« The Lighthouse » de Robert Eggers : Larmes de gland
Passé l'effet de sidération, « The Lighthouse » laisse place à la consternation devant l'œuvre d'un démiurge qui se borne à exhiber les signes de sa bonne conscience culturelle, de la littérature au cinéma.
« The Lighthouse », un film de Robert Eggers (2019)
Deux gardiens de phare dans le Maine de la fin du 19ème siècle, un climat homo-érotique à couper au couteau, l'écume de désirs mal refoulés et le défouloir de pulsions aussi mal dégrossies. The Lighthouse est un huis clos agité comme un shaker, qui macère et rumine sa matière séminale puisée à la source de nombreux puits de culture, jusqu'à une remontée de sève naturaliste qui (se) finit dans la giclée d'une folie indécidable.
Dans sa base, deux acteurs qui ont la cote (l'aîné Willem Dafoe et son cadet Robert Pattinson) se livrent à un face-à-face viril et imbibé, inspiré des tics et tropes de la littérature de marins. En remontant en travelling vertical la colonne phallique si phallique du phare, les deux hommes expérimentent toutes les variantes de la rivalité mimétique intrinsèque à la dialectique du maître et de l'esclave, passant à l'acte (avec la mise à mort de l'autre) pour ne pas passer à l'acte (l'homosexualité, cette Chose sublime, inapprochable, inaccessible).
Au sommet turgescent du phare trouant la nuit de tous les désirs, une lumière lactescente se répand à la surface bouillonnante de l'océan comme le sperm whale mythique. La déclinaison aveuglante de Moby Dick est le refuge hautain et cyclopéen d'une jouissance dont l'accès brûle les yeux en laissant éventré Œdipe-Prométhée nu sur les rochers, exposé aux mouettes qui ricanent de pouvoir enfin le becqueter.

____________________

▶ **Énoncé a**
D'après la critique de « The Lighthouse », pourquoi les deux gardiens de phare passent-ils à l'acte par la mise à mort de l'autre ? Répondez en une ou deux phrases.

____________________

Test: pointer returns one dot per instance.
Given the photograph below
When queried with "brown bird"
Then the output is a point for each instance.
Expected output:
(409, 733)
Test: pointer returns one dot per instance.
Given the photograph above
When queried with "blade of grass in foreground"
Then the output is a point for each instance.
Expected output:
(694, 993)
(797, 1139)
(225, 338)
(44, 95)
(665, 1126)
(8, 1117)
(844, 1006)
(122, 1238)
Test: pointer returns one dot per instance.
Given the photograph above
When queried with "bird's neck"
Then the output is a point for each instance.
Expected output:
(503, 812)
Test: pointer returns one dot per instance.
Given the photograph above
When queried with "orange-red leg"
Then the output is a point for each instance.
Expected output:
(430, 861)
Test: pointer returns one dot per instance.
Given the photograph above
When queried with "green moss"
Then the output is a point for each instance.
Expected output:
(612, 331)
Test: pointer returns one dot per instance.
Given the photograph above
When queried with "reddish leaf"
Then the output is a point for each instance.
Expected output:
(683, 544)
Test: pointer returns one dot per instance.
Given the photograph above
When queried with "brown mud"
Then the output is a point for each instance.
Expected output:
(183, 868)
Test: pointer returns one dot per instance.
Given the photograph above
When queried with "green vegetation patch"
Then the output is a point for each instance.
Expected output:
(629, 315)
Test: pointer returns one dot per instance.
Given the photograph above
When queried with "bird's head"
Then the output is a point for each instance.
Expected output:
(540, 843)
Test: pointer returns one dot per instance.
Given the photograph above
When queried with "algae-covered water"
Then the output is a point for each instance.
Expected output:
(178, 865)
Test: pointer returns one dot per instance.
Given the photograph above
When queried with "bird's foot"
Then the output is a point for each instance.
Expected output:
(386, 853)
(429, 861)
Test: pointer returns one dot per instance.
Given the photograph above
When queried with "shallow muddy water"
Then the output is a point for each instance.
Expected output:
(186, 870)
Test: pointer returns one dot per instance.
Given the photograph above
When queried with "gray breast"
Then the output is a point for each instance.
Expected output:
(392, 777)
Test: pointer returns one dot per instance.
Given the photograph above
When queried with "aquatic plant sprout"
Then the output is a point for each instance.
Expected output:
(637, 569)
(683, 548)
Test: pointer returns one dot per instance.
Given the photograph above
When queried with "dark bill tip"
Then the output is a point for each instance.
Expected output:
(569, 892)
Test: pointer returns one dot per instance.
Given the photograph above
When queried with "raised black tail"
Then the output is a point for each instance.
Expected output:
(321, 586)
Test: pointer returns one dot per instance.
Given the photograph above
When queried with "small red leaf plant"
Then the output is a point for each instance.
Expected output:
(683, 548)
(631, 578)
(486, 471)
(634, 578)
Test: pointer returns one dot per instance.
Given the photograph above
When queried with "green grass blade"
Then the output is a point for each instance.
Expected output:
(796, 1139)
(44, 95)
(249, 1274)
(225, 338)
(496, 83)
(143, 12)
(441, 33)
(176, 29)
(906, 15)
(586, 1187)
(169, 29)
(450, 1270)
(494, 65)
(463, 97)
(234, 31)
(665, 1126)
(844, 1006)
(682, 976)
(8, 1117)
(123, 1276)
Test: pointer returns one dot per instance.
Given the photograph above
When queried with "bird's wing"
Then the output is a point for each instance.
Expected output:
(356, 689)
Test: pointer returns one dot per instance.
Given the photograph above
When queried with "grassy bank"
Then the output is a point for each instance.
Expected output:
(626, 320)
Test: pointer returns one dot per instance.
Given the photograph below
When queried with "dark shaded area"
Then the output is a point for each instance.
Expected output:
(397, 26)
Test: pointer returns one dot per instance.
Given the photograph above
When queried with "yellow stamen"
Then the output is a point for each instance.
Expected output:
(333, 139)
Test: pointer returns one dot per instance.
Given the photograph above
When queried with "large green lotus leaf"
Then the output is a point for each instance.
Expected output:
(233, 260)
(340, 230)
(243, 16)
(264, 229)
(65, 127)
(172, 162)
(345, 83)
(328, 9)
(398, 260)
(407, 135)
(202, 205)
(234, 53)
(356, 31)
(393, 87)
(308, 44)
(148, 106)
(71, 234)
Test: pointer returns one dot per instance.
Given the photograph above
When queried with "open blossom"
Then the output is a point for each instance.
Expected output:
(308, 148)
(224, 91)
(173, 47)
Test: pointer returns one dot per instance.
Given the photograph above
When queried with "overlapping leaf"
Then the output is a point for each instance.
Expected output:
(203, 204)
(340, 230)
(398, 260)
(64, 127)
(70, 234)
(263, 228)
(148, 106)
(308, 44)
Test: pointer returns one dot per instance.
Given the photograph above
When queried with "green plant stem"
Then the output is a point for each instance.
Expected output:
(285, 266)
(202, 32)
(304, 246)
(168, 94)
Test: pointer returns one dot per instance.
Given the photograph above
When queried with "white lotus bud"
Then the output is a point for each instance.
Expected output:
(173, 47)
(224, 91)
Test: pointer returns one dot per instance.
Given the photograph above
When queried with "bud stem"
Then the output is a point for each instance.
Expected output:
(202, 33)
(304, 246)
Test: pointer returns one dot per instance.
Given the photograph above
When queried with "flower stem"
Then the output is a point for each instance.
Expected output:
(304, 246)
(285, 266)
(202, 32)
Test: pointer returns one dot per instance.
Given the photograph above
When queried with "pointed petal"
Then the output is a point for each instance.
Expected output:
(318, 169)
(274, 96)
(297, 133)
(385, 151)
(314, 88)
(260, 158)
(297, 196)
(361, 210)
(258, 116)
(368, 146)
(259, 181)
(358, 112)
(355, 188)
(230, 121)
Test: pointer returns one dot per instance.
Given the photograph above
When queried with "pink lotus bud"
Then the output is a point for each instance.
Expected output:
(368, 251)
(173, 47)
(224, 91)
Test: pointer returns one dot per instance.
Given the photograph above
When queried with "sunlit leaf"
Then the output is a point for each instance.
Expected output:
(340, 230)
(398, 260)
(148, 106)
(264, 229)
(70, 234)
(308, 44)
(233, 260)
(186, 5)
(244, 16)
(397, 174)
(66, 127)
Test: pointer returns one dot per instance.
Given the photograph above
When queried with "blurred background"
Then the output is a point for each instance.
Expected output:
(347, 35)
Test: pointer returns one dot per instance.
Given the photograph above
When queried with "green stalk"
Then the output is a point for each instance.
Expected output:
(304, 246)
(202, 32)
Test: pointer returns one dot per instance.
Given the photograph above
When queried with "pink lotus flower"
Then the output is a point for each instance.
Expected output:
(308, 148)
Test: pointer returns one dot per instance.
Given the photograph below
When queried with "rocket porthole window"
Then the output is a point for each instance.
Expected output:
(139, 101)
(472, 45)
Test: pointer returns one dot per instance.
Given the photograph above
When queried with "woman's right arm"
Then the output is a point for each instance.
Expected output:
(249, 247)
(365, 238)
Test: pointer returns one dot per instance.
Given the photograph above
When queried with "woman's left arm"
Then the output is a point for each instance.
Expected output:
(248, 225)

____________________

▶ **Énoncé b**
Extrayez du listing chaque ligne contenant la chaîne « flower ».

▶ **Résultat a**
Ils passent à l'acte par la mise à mort de l'autre pour ne pas passer à un autre acte, l'homosexualité. La critique décrit celle-ci comme « cette Chose sublime, inapprochable, inaccessible ».

▶ **Résultat b**
When queried with "flower stem"
When queried with "pink lotus flower"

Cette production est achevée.